### EXERCISE
Reproduce the rows from the line containing "Phrase: hillside vegetation" through the end of the rows, changing "elk" to "moose" and leaving everything else as it is.

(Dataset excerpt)
---

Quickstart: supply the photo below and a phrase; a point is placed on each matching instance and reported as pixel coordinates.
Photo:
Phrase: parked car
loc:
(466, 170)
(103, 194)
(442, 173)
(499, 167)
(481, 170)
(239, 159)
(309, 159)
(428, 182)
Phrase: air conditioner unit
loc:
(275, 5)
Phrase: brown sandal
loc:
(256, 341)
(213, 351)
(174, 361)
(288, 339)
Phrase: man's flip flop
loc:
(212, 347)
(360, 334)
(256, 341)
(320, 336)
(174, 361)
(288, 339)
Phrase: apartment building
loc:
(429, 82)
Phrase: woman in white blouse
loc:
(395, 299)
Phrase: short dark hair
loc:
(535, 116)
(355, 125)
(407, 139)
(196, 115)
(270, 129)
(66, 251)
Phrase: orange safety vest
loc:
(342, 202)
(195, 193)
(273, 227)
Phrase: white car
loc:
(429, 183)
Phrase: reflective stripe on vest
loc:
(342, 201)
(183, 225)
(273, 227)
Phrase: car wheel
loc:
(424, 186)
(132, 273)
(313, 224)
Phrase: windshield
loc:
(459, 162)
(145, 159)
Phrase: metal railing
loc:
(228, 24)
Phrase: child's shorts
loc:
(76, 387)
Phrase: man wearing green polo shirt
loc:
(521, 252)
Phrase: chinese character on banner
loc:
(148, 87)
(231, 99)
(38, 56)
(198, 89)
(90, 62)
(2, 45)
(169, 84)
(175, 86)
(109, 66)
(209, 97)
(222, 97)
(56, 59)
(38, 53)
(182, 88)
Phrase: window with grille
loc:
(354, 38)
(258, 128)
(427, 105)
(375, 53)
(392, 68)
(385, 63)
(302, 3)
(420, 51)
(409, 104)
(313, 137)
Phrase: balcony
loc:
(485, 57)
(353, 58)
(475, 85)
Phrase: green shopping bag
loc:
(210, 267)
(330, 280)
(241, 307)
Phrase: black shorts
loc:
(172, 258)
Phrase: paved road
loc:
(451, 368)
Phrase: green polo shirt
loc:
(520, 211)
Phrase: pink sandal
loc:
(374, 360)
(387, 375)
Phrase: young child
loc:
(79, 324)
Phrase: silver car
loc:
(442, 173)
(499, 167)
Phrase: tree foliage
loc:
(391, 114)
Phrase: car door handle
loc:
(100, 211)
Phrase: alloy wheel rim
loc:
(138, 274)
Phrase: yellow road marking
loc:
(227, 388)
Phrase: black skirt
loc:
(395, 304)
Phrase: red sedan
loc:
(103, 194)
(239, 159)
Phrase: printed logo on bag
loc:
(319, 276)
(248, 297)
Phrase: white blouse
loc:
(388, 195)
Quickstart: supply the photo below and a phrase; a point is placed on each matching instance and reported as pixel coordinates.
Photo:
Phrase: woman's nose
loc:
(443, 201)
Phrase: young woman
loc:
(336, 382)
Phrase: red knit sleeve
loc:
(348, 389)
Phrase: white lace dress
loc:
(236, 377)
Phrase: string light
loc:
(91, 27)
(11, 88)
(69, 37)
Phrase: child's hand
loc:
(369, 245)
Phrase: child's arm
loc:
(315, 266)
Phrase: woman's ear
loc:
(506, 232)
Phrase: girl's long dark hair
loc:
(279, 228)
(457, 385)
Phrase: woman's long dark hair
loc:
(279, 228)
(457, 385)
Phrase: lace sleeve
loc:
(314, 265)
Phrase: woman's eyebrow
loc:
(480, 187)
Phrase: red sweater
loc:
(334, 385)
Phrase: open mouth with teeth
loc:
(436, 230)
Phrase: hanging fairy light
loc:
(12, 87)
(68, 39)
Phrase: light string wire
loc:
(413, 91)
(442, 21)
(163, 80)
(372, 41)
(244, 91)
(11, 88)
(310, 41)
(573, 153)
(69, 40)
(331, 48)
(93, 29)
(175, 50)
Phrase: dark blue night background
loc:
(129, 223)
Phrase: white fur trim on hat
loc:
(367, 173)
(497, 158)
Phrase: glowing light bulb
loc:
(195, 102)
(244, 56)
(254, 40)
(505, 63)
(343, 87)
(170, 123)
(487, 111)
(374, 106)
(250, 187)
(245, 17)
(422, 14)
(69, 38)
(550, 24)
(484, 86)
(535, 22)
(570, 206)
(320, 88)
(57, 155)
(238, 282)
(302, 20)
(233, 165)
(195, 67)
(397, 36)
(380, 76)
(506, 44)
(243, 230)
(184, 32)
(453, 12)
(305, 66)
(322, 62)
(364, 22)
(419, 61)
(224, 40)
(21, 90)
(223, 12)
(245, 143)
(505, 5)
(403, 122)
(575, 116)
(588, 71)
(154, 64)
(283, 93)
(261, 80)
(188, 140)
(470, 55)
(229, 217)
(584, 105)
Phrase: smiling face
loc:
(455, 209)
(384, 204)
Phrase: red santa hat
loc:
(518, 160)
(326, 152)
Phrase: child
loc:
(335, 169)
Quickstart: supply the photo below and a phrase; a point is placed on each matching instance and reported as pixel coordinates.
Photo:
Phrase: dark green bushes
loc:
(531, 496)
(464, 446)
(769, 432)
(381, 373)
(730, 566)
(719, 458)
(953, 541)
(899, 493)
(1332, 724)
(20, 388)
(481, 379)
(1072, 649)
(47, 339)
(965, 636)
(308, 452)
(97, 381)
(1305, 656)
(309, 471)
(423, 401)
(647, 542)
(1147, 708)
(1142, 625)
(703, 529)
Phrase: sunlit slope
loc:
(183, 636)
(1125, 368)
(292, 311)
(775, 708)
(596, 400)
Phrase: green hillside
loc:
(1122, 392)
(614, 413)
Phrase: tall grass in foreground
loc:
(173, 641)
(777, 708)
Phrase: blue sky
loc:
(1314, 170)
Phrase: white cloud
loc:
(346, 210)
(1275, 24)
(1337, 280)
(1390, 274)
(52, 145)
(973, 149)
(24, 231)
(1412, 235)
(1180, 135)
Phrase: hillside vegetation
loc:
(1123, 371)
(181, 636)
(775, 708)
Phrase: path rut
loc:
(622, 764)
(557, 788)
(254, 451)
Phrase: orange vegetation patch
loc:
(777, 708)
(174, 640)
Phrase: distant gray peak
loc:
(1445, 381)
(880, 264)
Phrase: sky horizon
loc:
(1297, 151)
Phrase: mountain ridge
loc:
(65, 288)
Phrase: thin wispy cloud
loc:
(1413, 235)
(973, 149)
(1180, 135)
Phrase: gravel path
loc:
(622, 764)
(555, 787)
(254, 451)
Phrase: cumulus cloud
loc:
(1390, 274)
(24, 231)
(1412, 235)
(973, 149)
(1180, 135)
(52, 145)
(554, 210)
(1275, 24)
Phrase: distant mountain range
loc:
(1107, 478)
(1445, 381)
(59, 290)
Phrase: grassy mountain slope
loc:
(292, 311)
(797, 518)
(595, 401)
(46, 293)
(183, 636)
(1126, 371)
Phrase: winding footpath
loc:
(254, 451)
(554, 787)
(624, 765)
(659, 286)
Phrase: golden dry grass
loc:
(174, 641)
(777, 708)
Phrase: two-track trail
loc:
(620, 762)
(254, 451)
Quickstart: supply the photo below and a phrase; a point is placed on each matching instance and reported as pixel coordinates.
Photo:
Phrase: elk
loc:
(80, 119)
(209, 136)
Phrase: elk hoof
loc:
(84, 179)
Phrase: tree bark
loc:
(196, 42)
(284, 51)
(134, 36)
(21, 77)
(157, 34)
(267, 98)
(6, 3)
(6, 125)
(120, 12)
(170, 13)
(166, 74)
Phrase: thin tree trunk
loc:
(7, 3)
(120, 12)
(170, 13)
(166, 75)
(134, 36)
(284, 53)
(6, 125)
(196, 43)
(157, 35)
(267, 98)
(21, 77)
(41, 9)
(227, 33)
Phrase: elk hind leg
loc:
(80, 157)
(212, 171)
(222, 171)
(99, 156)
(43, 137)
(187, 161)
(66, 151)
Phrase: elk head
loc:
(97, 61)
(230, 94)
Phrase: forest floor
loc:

---

### FINISHED TASK
Phrase: hillside vegetation
loc:
(1123, 371)
(181, 636)
(775, 708)
Phrase: path rut
loc:
(622, 764)
(557, 788)
(254, 451)
Phrase: orange vegetation patch
loc:
(777, 708)
(174, 640)
Phrase: distant gray peak
loc:
(1445, 381)
(880, 264)
Phrase: sky horizon
loc:
(1297, 151)
Phrase: mountain ridge
loc:
(65, 288)
Phrase: thin wispy cloud
loc:
(1413, 235)
(973, 149)
(1180, 135)
Phrase: gravel path
loc:
(622, 764)
(555, 787)
(254, 451)
Phrase: cumulus cloud
loc:
(1390, 274)
(24, 231)
(1412, 235)
(973, 149)
(1180, 135)
(52, 145)
(554, 210)
(1275, 24)
Phrase: distant mountain range
loc:
(1107, 478)
(1445, 381)
(59, 290)
Phrase: grassy mountain slope
loc:
(292, 311)
(797, 518)
(595, 401)
(46, 293)
(183, 636)
(1126, 371)
Phrase: winding footpath
loc:
(254, 451)
(554, 787)
(624, 765)
(659, 286)
Phrase: golden dry grass
loc:
(174, 641)
(777, 708)
Phrase: two-track trail
loc:
(620, 762)
(254, 451)
Quickstart: supply the photo below and a phrase; a point is placed on each matching instance and reported as pixel coordinates.
Photo:
Phrase: moose
loc:
(80, 119)
(209, 136)
Phrase: moose hoof
loc:
(84, 179)
Phrase: tree bark
loc:
(196, 42)
(284, 51)
(134, 36)
(21, 77)
(157, 34)
(267, 98)
(6, 3)
(6, 125)
(120, 12)
(170, 13)
(166, 74)
Phrase: thin tree trunk
loc:
(7, 3)
(120, 12)
(170, 13)
(166, 75)
(134, 36)
(284, 53)
(6, 125)
(196, 43)
(157, 35)
(267, 98)
(21, 77)
(41, 9)
(227, 33)
Phrase: moose hind leg
loc:
(80, 157)
(212, 171)
(222, 171)
(99, 156)
(43, 137)
(187, 161)
(66, 151)
Phrase: moose head
loc:
(97, 61)
(230, 94)
Phrase: forest floor
loc:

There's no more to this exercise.